Please list every reporter citation, with volume, reporter abbreviation, and page numbers, that appears in the passage on Younger abstention.

* PROVIDED PASSAGE
▬▬▬

When an injunction is sought and Younger applies, the Ninth Circuit has held that dismissal of the federal case is appropriate. Gilbertson, 381 F.3d at 981. ("When an injunction is sought and Younger applies, it makes sense to abstain, that is, to refrain from exercising jurisdiction, permanently by dismissing the federal action because the federal court is only being asked to stop the state proceeding"). However, "federal courts should not dismiss actions where damages are at issue; rather, damages actions should be stayed until the state proceedings are completed." Gilbertson, 381 F.3d at 968; accord Los Altos El Granada Investors v. City of Capitola, 583 F.3d 674, 689-90 (9th Cir. 2009) ("[B]ecause in damages cases there may yet be something for the federal courts to decide after completion of the state proceedings ... [t]he district court—quite appropriately—did not dismiss under Younger but stayed the proceedings pending the final decision of the California courts.").

▬▬▬

* SUPPLIED RECORDS
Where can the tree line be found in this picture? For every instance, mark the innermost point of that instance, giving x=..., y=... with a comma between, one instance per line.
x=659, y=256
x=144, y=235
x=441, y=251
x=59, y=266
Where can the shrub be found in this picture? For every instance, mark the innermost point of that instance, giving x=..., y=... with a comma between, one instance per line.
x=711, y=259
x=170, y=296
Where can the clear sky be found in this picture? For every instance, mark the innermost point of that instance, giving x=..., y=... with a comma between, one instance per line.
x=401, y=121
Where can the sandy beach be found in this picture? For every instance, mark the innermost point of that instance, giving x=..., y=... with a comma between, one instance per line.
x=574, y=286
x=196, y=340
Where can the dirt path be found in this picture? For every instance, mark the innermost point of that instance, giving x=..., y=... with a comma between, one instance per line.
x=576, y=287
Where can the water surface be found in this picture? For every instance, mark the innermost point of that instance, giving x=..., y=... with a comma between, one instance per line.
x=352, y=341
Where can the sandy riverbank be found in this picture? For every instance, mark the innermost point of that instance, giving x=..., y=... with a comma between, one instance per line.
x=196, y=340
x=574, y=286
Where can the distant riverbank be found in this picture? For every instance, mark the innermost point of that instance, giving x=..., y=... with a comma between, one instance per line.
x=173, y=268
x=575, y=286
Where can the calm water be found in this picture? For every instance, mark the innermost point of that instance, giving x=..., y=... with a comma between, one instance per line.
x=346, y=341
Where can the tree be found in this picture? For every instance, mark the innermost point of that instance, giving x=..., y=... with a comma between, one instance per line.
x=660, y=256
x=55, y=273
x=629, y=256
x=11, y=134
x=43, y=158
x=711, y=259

▬▬▬

* RESPONSE FOR THIS EXERCISE
- 381 F.3d at 981
- 381 F.3d at 968
- 583 F.3d 674, 689-90